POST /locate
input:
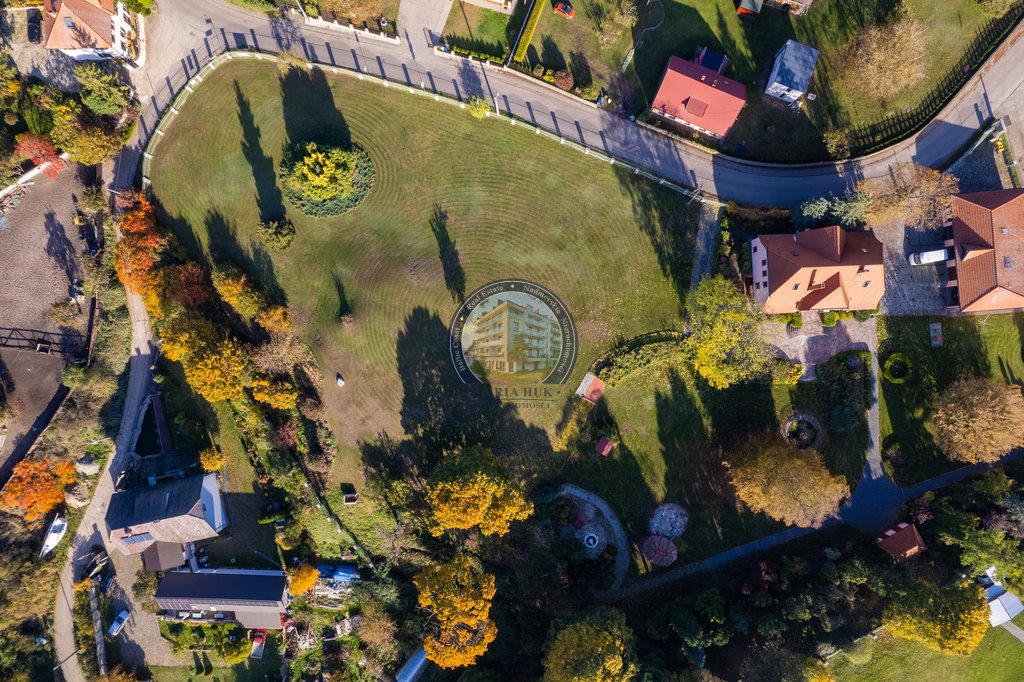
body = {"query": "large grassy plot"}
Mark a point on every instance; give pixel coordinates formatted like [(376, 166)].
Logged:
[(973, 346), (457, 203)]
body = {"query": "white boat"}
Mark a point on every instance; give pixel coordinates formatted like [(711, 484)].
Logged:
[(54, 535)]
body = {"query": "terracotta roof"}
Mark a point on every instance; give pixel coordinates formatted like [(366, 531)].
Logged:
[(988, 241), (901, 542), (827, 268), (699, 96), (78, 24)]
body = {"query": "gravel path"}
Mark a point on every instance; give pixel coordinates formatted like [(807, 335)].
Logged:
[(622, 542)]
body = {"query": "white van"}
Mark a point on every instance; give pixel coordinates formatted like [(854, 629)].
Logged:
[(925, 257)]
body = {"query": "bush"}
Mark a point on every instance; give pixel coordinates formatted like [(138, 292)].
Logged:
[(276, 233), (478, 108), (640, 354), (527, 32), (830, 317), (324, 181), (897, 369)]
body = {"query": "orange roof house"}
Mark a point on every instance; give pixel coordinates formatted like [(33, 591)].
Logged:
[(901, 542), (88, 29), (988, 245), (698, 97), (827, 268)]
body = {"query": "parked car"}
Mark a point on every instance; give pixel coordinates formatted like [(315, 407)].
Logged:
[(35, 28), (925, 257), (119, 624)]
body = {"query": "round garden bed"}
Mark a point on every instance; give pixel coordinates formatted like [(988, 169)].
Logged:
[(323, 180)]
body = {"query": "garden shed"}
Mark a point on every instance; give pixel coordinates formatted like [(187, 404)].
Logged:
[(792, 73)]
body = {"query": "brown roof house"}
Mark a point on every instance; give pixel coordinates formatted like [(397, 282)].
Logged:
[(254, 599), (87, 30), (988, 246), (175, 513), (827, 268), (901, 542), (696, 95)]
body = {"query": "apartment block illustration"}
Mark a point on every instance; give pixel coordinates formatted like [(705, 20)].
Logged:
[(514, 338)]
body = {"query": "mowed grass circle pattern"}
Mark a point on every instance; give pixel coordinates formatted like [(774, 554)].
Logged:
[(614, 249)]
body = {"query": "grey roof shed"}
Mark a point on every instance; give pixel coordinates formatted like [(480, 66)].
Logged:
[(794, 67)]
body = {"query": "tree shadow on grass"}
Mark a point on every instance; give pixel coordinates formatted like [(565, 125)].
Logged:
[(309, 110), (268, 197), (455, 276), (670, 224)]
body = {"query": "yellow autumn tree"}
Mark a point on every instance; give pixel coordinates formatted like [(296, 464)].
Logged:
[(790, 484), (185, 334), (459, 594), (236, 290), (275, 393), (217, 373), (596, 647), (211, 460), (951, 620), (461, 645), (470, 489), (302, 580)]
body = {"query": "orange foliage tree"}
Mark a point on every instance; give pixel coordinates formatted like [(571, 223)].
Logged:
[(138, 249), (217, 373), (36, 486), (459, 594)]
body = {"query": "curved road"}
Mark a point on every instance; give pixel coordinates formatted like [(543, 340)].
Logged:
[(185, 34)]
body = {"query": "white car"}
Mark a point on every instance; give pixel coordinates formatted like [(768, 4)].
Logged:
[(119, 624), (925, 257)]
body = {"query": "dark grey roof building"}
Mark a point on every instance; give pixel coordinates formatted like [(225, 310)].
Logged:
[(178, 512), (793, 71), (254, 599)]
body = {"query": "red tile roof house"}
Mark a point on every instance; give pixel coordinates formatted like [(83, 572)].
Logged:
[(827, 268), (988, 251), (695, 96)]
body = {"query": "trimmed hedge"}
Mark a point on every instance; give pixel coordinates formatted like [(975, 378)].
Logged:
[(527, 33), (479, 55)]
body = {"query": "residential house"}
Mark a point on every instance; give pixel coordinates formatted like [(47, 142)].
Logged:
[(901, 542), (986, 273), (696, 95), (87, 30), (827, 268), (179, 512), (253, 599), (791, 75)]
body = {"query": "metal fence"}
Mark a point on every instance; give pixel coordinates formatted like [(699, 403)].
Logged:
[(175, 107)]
|---|
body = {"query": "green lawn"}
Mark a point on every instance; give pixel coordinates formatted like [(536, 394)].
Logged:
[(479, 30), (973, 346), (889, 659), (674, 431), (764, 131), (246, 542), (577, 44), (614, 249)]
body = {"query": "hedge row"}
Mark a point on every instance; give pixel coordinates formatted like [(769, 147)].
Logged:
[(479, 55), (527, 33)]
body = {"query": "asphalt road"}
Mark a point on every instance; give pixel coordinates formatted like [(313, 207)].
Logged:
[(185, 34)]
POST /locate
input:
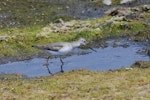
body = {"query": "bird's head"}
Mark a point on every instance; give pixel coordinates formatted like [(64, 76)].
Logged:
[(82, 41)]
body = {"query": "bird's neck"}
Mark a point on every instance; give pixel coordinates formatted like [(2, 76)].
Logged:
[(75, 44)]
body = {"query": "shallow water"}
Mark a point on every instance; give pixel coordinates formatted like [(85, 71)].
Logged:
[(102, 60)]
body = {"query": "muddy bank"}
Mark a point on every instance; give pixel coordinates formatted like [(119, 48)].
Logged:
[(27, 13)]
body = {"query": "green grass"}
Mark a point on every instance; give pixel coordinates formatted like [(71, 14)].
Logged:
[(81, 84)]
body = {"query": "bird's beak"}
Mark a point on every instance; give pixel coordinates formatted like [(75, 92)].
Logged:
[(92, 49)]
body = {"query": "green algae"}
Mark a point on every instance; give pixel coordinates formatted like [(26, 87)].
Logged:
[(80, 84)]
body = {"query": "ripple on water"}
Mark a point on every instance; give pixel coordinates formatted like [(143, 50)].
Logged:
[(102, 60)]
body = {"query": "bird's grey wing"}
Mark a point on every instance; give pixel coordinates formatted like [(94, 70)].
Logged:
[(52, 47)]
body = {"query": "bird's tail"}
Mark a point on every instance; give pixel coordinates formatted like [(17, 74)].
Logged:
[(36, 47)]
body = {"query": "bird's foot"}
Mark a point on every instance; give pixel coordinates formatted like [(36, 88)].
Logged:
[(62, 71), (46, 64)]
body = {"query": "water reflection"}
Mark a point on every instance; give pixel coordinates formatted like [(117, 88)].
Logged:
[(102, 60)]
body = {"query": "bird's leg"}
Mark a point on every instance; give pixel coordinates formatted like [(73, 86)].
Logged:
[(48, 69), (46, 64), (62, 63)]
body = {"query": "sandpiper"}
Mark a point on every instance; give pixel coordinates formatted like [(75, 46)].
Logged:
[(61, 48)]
|---|
Extract every line of the entries above that contains the word "road".

**Solution to this exercise:**
body = {"query": "curved road"}
body = {"query": "asphalt road"}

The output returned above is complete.